> [YOUR OBJECTIVE]:
Produce an exact copy of the listing.

──────────────────────────────

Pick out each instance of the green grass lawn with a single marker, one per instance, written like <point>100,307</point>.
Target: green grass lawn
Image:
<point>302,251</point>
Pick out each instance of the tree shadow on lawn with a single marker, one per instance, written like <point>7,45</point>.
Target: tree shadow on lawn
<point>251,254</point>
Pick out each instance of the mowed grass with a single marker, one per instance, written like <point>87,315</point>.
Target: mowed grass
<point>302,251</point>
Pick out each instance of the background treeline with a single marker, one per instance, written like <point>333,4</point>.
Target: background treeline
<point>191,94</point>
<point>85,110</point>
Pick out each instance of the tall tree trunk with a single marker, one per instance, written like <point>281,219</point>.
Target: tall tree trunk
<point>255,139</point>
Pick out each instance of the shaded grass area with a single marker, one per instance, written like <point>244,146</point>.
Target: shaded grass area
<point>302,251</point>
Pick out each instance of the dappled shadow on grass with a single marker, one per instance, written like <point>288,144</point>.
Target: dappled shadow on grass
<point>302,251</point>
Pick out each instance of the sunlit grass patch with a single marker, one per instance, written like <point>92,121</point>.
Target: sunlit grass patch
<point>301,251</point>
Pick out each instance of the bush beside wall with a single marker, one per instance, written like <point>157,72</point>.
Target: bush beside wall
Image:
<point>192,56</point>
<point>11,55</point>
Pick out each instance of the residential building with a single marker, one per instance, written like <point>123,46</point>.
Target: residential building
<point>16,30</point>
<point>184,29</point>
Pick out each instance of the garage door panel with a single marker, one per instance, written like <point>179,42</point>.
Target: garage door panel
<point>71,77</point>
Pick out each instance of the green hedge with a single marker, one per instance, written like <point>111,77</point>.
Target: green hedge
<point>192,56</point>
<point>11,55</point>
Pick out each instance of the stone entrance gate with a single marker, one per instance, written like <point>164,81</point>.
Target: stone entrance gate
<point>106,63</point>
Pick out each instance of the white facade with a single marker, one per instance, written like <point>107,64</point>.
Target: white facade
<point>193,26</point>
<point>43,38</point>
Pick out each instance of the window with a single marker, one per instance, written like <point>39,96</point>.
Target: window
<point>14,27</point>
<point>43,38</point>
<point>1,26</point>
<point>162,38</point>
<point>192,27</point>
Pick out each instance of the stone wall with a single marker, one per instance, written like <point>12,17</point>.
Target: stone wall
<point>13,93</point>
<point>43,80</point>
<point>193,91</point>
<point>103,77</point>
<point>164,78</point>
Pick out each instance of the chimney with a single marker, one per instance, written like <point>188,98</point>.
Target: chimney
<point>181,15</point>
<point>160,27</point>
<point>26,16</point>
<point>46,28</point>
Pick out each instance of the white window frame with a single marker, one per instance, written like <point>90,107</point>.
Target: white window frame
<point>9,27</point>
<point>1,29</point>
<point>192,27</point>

──────────────────────────────

> [FINISHED TASK]:
Pick out each instance of the green grass lawn with a single marker, one per instance, written like <point>100,307</point>.
Target: green grass lawn
Image:
<point>302,251</point>
Pick out each instance of the tree shadow on lawn with a single marker, one per instance, written like <point>7,45</point>.
Target: tree shadow on lawn
<point>251,254</point>
Pick out each instance of the mowed grass with a single marker, one per instance, written like <point>87,315</point>.
Target: mowed grass
<point>302,251</point>
Pick out each instance of the background treeline with a single marker, one per instance, written like <point>333,4</point>.
Target: background treeline
<point>191,94</point>
<point>85,110</point>
Pick out each instance of the tall tree trunk with a single marker, one per instance, written like <point>281,219</point>.
Target: tall tree trunk
<point>255,139</point>
Pick out each instance of the shaded grass area with a single marker, one per instance, written like <point>244,146</point>.
Target: shaded grass area
<point>302,251</point>
Pick out each instance of the dappled shadow on grass with a single marker, one per instance, written like <point>288,144</point>.
Target: dappled shadow on grass
<point>302,251</point>
Pick out each instance of the sunlit grass patch with a single marker, one per instance, written like <point>92,121</point>.
Target: sunlit grass patch
<point>301,251</point>
Pick out each instance of the bush beside wall with a single marker, one per instance, written like <point>157,72</point>.
Target: bush beside wall
Image:
<point>192,56</point>
<point>11,55</point>
Pick out each instance of the residential building with a single marker, one per instance, written like <point>123,46</point>.
Target: residential building
<point>16,30</point>
<point>184,29</point>
Pick out each instance of the garage door panel with a single marker, one per instance, written like <point>179,42</point>.
Target: garage door panel
<point>71,77</point>
Pick out each instance of the green hedge with a single marker, one per instance, written like <point>111,77</point>.
Target: green hedge
<point>192,56</point>
<point>11,55</point>
Pick out each instance of the stone entrance gate with a single marker, one per instance, written like <point>164,81</point>.
Target: stone entrance gate
<point>106,63</point>
Pick out each instance of the white facade with a single marker, one per instance, written like <point>107,64</point>.
Target: white facade
<point>193,26</point>
<point>43,38</point>
Pick out each instance of the window with a single marker, one per instance, written like <point>39,96</point>.
Target: window
<point>14,27</point>
<point>43,38</point>
<point>1,26</point>
<point>162,38</point>
<point>192,27</point>
Pick out each instance of the stone wall with a single marker, one per instance, written like <point>12,17</point>.
Target: stone wall
<point>13,93</point>
<point>43,80</point>
<point>193,91</point>
<point>103,77</point>
<point>164,78</point>
Pick out each instance of the chimney with a single marker, one per instance, written like <point>188,98</point>.
Target: chimney
<point>181,15</point>
<point>160,27</point>
<point>26,16</point>
<point>46,28</point>
Pick out each instance of the white window frame with a single marker, one per instance, written like <point>90,107</point>.
Target: white window frame
<point>9,27</point>
<point>1,29</point>
<point>192,27</point>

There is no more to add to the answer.